When you spot the word "teal" in a line of the data below, copy that line.

• **INPUT FOR THIS TASK**:
[Start of Attachment]
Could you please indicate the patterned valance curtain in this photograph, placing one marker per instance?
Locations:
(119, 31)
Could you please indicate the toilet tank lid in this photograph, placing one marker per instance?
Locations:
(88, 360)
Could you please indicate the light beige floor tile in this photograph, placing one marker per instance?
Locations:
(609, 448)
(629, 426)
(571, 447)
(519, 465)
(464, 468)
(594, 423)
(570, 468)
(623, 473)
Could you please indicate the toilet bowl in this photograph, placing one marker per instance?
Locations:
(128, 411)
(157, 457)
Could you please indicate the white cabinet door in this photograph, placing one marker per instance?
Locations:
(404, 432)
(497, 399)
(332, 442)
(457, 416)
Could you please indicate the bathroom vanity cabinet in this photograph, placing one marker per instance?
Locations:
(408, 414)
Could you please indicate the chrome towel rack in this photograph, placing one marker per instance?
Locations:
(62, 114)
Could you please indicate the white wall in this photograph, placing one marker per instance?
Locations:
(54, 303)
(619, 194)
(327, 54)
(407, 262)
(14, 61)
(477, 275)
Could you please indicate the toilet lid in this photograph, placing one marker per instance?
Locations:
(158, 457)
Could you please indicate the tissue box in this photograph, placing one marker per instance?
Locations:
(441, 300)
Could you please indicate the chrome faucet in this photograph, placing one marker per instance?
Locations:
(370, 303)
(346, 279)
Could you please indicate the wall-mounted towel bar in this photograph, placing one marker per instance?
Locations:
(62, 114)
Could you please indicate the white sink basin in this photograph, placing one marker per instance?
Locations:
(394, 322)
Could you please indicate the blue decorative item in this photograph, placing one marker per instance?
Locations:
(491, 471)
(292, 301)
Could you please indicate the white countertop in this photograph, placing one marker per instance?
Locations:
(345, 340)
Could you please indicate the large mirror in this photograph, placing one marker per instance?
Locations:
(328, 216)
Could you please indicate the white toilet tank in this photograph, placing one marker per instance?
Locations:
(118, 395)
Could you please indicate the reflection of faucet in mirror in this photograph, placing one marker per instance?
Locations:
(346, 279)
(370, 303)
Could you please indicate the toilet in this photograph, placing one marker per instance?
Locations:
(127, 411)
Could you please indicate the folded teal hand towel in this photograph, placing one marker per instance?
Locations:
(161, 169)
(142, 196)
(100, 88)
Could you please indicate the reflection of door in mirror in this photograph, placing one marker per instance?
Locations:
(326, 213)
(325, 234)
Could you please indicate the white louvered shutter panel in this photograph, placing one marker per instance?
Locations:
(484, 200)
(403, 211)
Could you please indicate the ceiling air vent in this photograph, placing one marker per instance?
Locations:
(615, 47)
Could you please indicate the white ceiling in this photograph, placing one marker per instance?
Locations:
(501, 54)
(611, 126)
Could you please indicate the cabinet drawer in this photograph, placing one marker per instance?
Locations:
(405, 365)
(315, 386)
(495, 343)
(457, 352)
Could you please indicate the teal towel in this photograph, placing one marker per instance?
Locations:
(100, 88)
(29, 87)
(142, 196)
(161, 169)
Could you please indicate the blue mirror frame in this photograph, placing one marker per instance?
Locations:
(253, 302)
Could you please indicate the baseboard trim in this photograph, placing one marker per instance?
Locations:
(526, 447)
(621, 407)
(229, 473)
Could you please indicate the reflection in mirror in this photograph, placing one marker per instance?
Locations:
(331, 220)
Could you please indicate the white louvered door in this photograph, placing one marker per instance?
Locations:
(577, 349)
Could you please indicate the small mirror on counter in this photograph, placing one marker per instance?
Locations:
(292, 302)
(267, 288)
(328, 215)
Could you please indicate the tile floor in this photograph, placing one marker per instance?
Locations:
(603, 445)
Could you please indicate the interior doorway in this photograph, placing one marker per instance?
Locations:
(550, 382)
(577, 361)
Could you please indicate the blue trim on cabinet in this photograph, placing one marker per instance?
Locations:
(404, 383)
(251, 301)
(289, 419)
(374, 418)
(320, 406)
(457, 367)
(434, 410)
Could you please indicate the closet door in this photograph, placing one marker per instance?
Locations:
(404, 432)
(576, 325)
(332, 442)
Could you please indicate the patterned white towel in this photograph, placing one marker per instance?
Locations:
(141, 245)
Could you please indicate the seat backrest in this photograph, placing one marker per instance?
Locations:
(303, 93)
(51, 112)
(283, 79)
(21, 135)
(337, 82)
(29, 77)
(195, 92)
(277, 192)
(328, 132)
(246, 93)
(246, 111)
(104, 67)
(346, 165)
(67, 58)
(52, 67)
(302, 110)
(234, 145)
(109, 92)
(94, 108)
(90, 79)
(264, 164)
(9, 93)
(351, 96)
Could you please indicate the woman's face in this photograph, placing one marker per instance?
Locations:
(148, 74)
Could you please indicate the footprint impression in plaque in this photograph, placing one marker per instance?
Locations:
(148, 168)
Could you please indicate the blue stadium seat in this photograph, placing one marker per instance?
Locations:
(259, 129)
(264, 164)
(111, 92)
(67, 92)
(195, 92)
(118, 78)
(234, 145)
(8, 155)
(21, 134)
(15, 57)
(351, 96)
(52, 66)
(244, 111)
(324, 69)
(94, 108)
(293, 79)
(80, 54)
[End of Attachment]
[Start of Attachment]
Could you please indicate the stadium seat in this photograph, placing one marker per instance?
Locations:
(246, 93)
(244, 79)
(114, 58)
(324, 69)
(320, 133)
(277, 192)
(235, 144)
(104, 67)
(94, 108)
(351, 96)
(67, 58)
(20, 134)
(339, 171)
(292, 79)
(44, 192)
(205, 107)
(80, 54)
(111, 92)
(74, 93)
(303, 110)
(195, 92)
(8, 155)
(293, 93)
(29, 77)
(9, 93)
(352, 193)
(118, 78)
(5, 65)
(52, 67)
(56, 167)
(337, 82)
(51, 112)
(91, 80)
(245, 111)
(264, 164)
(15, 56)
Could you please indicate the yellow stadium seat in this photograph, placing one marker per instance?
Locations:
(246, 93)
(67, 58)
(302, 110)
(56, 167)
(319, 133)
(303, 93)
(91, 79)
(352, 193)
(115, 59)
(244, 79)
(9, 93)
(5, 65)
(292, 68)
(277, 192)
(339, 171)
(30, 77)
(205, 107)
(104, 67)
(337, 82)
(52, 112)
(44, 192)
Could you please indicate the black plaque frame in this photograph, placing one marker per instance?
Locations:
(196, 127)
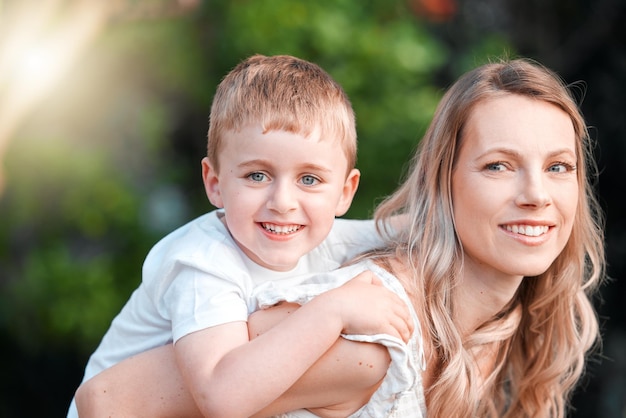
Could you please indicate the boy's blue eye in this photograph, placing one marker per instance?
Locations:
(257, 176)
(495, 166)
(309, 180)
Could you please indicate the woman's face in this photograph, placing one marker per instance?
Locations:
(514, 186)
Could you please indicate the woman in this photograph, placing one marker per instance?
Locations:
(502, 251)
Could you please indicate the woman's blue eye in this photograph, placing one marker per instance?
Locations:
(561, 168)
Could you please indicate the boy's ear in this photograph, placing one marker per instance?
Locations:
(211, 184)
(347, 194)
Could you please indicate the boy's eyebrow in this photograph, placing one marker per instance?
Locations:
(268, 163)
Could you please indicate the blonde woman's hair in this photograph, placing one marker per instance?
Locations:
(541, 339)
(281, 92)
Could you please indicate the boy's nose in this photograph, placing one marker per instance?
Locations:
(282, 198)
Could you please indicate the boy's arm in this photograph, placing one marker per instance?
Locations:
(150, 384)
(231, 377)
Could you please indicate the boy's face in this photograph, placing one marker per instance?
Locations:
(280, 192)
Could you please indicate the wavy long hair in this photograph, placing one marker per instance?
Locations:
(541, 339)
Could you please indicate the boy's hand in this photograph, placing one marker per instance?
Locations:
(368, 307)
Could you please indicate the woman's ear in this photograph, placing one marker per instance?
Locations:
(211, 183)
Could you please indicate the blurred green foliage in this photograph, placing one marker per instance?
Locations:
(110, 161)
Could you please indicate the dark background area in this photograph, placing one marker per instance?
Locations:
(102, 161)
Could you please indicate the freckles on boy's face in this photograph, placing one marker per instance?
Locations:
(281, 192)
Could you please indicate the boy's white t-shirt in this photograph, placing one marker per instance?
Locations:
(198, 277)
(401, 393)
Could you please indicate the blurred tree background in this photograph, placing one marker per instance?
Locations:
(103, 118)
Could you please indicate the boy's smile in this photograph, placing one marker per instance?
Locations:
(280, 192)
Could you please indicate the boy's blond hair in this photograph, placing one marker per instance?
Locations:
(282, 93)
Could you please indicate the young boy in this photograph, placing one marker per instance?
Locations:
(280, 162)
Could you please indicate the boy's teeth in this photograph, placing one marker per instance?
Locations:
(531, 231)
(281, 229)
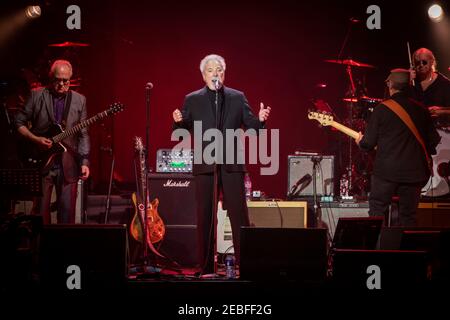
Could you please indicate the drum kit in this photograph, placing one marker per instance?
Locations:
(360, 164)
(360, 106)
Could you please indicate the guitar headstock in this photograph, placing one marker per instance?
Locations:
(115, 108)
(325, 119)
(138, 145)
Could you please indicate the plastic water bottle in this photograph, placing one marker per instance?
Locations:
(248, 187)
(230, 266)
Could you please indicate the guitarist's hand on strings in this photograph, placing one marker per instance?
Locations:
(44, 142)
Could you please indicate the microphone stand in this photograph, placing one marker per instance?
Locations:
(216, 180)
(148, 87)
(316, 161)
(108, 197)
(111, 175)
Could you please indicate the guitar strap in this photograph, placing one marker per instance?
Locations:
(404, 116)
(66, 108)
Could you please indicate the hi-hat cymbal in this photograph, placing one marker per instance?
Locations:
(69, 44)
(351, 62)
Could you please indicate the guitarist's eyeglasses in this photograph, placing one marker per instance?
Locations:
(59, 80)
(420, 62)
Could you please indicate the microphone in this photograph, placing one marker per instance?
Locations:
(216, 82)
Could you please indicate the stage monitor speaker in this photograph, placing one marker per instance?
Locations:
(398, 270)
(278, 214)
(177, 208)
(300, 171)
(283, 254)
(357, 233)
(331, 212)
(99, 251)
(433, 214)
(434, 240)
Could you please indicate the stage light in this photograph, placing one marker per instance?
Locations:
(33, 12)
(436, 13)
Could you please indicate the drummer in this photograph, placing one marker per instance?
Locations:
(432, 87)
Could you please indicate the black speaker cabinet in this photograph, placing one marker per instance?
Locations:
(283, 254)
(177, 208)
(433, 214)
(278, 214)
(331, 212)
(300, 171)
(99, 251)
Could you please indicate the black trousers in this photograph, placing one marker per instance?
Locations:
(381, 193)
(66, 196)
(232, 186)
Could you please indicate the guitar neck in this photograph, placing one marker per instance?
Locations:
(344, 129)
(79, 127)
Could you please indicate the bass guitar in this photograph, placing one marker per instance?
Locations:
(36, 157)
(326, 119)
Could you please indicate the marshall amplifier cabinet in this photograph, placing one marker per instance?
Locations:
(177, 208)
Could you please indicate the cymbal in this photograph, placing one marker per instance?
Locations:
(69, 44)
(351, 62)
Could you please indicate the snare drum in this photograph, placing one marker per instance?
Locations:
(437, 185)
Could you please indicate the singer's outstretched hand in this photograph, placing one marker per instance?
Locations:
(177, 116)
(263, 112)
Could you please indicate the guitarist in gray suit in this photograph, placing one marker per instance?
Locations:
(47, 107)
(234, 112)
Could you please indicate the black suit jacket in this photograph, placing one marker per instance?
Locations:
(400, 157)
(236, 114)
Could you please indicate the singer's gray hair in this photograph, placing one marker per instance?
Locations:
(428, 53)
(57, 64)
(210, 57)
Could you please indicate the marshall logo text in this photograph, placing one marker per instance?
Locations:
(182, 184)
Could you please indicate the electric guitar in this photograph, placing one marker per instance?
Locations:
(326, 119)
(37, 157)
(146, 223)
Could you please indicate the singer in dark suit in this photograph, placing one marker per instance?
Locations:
[End of Attachment]
[Start of Attachment]
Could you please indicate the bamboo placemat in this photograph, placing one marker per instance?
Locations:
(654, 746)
[End of Attachment]
• **EXPECTED ANSWER**:
Could you please indicate the folded teal hand towel in this photograph, placing one marker per instance?
Could you please indicate the teal towel in this photograph, placing one marker per instance?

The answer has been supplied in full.